• Aim: Copy everything from the line containing "of the man's" down to the line containing "x=190 y=155", requests included, and shift every number in the answer coordinates up by 46.

• Material shown:
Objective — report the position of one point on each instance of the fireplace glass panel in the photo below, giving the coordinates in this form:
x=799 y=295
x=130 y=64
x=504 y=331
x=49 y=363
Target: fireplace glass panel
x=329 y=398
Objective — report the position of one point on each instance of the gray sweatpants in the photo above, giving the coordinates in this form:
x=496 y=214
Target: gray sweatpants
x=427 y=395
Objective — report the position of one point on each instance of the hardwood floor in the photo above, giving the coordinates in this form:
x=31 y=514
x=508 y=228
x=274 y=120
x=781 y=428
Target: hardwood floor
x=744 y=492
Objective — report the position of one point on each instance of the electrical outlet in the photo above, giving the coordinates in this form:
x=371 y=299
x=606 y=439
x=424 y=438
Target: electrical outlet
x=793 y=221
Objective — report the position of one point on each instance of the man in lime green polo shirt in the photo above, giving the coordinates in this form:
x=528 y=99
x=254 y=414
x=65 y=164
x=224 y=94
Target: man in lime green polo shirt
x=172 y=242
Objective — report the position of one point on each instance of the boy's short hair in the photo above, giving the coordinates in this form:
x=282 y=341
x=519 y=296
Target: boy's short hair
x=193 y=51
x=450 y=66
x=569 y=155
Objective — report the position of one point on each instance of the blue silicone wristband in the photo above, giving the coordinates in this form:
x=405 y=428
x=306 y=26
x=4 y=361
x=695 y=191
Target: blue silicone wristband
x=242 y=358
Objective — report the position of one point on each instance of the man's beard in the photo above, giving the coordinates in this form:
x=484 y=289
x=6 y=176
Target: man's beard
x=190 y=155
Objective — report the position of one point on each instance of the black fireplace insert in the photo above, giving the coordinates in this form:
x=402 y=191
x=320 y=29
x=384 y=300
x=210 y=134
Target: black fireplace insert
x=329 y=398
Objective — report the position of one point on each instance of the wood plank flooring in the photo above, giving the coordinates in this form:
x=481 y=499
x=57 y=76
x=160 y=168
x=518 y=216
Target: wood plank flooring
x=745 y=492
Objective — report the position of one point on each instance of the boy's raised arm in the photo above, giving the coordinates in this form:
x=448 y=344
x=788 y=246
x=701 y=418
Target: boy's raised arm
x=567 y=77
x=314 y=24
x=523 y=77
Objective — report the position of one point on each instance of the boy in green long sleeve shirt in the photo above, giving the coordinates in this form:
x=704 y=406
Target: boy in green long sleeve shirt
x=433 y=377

• Result:
Objective — report the position of one point on each instance of the man's beard in the photo above, giving the coordinates in this form:
x=484 y=289
x=6 y=176
Target: man's beard
x=236 y=201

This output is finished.